» **Problem requirements**: Please find every line in the records below that contains the string "flower" and copy each one out in full. Case counts.

» **Detection examples**:
========================================================================

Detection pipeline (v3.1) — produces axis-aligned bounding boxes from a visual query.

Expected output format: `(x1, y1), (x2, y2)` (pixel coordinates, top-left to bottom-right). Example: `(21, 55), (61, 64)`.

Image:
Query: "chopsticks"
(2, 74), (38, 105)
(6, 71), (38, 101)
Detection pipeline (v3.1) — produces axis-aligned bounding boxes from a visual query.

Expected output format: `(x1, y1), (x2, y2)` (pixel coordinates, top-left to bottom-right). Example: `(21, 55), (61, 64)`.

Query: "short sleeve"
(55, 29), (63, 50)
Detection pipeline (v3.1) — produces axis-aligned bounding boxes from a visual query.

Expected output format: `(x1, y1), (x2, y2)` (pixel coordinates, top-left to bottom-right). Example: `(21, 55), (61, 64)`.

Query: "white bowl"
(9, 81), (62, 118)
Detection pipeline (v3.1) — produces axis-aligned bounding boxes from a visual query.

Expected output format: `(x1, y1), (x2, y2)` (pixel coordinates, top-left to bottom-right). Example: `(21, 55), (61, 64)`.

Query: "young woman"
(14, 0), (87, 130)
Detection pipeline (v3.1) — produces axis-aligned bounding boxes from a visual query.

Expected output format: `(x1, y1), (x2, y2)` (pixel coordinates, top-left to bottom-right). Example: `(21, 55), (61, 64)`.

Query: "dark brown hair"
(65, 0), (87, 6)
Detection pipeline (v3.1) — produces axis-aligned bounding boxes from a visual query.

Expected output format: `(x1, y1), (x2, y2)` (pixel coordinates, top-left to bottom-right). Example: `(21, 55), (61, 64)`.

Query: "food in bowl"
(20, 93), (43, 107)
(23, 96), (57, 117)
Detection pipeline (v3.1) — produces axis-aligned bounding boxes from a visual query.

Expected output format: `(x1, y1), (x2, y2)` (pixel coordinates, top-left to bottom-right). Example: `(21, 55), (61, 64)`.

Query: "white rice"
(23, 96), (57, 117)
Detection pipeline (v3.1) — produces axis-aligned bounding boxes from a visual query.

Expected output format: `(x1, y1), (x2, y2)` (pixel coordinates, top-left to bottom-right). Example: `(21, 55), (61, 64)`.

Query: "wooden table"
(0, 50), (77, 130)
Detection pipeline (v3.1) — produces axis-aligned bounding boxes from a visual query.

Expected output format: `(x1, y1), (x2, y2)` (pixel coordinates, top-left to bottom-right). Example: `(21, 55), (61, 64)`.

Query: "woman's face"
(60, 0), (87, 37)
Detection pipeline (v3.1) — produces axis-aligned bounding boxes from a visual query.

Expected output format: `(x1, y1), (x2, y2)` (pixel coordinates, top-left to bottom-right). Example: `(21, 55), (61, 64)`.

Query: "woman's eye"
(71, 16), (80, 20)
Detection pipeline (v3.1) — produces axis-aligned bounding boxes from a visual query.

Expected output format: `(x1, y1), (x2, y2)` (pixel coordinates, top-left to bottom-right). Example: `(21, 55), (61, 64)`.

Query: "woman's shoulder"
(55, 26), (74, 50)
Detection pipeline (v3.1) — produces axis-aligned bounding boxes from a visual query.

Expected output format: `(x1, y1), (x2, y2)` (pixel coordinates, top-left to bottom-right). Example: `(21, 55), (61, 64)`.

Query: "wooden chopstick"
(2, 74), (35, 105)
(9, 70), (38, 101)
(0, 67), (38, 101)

========================================================================

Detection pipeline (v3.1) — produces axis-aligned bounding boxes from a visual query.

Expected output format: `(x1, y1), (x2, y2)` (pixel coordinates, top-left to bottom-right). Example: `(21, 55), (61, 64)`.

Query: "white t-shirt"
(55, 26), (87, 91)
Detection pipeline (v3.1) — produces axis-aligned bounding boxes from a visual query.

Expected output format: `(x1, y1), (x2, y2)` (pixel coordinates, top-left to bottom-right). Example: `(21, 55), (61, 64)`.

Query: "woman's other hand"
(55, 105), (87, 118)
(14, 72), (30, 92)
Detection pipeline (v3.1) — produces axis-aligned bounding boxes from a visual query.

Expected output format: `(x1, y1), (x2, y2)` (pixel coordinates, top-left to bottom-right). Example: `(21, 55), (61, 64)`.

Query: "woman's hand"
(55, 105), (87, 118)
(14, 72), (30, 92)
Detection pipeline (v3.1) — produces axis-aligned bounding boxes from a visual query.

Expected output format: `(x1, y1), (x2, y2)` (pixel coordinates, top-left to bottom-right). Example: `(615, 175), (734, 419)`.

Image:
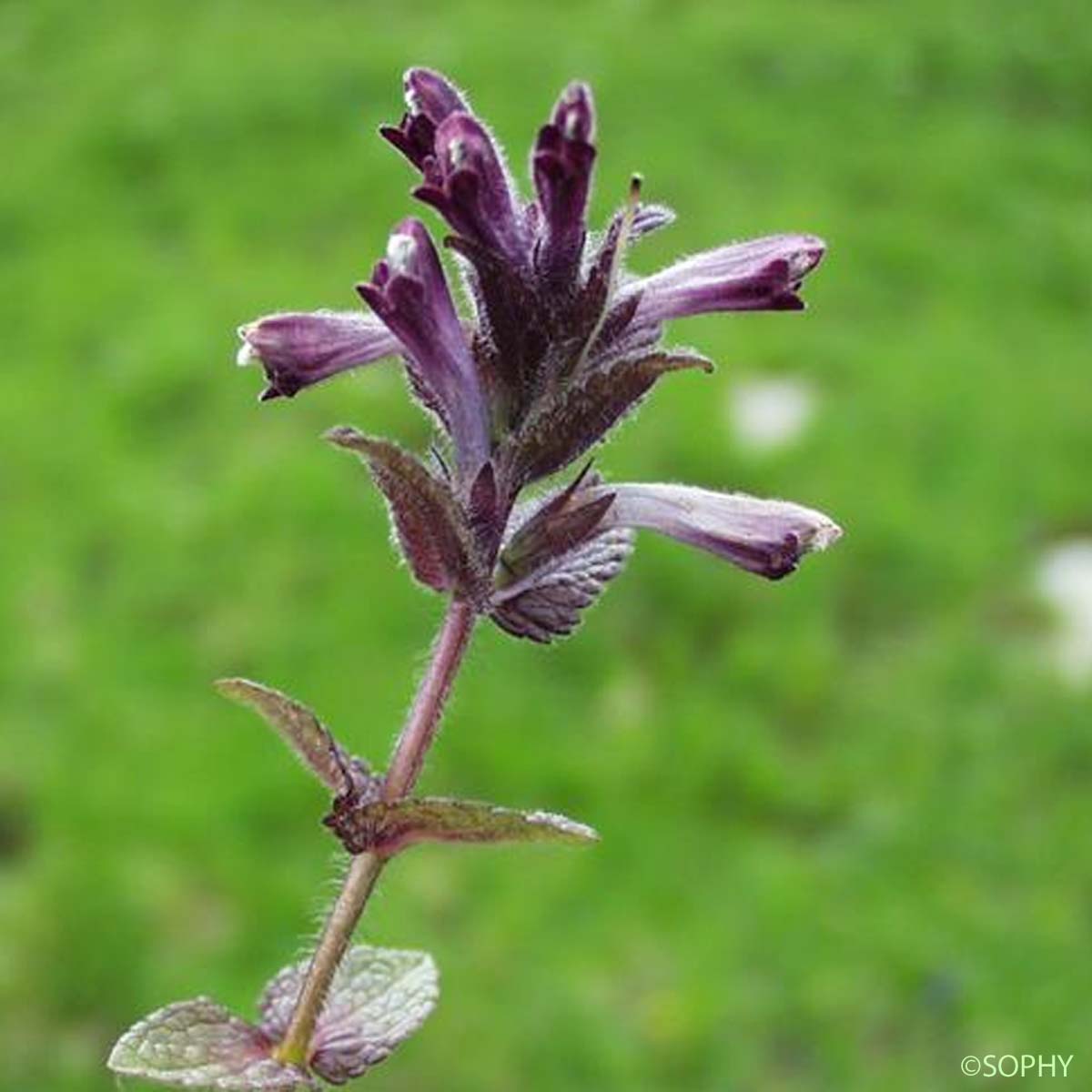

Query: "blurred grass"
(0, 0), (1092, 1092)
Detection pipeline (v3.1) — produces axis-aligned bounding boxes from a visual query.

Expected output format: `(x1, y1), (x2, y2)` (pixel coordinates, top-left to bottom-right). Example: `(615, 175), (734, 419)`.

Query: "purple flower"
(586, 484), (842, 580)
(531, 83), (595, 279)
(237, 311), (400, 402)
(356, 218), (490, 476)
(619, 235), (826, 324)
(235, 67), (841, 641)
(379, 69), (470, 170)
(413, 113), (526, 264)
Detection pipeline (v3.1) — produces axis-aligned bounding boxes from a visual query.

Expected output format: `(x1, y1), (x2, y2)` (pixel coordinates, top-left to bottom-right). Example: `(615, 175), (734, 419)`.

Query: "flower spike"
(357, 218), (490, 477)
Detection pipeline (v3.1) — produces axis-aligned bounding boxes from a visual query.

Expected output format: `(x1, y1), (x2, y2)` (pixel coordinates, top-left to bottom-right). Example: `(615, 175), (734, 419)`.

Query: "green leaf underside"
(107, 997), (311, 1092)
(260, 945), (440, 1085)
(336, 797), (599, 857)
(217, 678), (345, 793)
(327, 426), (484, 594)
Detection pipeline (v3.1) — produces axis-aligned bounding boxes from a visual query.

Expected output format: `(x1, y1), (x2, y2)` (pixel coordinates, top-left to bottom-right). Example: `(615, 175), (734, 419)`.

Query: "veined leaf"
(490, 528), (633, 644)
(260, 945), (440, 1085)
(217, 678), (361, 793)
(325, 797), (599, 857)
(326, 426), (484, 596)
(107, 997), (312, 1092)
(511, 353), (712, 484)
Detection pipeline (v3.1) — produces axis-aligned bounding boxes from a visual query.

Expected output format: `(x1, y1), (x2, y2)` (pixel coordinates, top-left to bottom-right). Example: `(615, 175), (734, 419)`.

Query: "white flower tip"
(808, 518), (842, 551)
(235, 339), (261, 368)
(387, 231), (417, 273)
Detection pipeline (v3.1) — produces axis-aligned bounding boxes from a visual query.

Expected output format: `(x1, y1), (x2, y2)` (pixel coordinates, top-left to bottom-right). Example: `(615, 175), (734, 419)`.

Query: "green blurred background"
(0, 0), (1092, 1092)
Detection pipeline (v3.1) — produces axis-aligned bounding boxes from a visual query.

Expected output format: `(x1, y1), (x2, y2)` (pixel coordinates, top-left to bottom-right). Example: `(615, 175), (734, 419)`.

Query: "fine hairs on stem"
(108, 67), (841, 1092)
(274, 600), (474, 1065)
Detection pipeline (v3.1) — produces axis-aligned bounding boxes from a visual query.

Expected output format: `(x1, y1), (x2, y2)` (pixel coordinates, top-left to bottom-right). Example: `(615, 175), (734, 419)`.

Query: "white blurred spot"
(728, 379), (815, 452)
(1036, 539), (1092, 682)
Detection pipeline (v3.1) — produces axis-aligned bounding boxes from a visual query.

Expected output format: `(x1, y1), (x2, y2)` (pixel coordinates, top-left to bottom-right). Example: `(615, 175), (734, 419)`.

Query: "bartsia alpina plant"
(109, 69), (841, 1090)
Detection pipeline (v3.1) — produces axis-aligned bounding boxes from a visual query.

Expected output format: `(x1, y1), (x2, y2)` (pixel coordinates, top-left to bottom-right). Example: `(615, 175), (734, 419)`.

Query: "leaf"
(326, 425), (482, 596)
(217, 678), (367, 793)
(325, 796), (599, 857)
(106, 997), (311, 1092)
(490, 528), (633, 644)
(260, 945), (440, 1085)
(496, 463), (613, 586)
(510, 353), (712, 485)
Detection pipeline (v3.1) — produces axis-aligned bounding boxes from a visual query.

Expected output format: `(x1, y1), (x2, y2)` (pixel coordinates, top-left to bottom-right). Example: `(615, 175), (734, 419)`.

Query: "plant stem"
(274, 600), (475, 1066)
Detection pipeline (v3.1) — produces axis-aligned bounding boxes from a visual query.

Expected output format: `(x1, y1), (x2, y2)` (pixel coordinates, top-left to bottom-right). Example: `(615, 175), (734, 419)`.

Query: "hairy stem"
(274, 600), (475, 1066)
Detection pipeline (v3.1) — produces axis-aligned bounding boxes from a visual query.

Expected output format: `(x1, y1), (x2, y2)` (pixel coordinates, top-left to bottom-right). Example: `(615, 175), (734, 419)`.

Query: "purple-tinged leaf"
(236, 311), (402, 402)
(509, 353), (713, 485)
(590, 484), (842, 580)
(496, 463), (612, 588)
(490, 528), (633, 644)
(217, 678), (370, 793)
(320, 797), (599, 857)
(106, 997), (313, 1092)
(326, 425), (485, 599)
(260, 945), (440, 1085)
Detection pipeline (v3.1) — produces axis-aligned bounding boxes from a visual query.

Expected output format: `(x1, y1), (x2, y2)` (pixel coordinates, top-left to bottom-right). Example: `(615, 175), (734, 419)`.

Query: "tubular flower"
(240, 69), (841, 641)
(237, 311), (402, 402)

========================================================================

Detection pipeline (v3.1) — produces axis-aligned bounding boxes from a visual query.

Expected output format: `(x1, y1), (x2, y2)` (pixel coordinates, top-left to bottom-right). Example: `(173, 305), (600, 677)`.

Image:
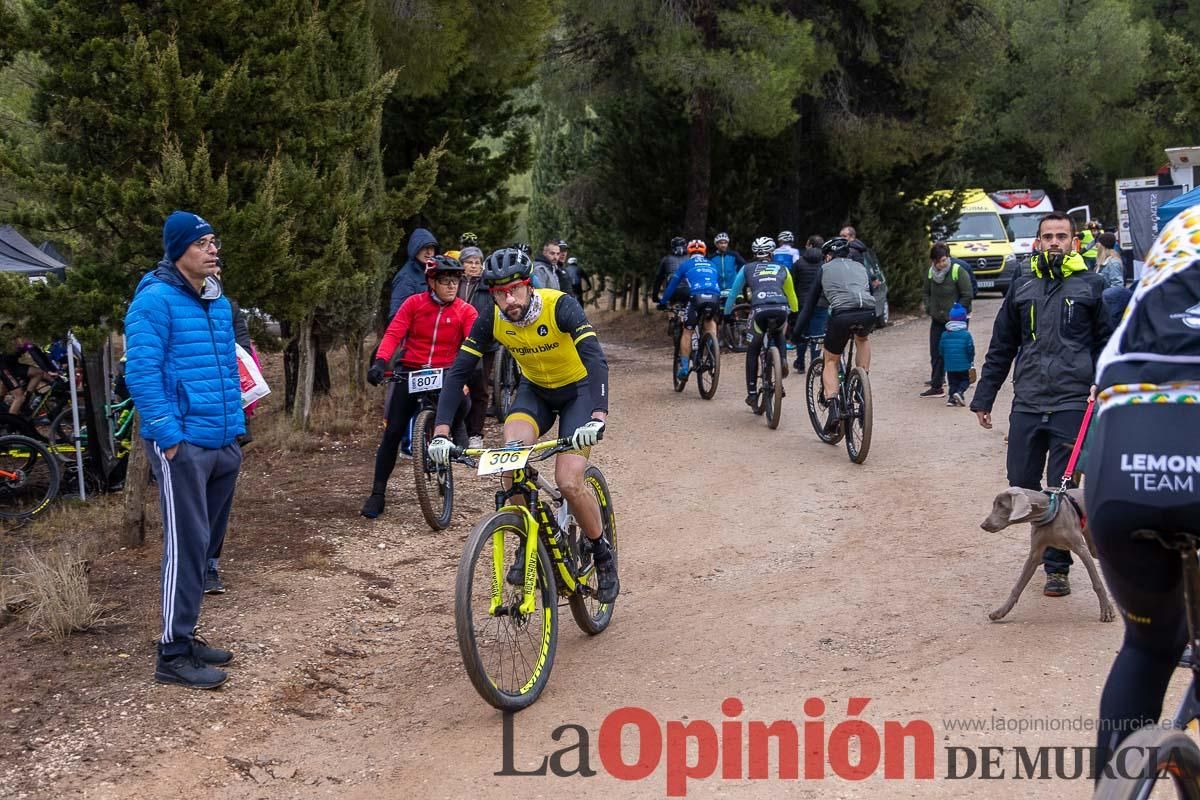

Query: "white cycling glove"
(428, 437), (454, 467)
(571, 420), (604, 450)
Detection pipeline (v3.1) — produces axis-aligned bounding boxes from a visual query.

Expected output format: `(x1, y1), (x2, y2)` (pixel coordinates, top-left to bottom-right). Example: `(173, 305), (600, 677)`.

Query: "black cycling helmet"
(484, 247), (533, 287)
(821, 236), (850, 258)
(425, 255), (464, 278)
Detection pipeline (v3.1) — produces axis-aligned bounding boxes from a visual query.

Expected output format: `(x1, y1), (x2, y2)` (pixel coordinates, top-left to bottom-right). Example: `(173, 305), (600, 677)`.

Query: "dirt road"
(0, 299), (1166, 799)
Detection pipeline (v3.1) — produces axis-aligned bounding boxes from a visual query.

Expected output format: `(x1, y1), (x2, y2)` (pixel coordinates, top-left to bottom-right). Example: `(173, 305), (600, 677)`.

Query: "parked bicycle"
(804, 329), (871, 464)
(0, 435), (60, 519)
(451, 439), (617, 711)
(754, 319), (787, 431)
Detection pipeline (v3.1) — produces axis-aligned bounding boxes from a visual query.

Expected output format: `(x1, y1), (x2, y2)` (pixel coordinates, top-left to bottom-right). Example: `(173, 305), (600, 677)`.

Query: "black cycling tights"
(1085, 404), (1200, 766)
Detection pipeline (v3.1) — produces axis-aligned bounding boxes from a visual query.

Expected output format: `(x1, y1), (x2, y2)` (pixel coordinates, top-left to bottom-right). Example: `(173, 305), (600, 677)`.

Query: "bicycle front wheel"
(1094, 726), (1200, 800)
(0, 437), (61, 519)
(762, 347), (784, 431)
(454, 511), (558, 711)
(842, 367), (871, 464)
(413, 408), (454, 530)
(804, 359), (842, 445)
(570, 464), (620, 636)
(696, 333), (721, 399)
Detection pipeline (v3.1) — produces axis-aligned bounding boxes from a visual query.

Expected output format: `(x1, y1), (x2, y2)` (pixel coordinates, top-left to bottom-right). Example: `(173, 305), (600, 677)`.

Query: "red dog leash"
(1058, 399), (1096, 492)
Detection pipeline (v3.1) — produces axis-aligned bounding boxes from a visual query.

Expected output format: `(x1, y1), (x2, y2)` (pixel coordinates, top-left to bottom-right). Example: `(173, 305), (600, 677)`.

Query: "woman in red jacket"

========================================================================

» **Written solution**:
Query: "purple flower"
Query: "flower spike"
Query: "white flower tip"
Query: "tubular flower"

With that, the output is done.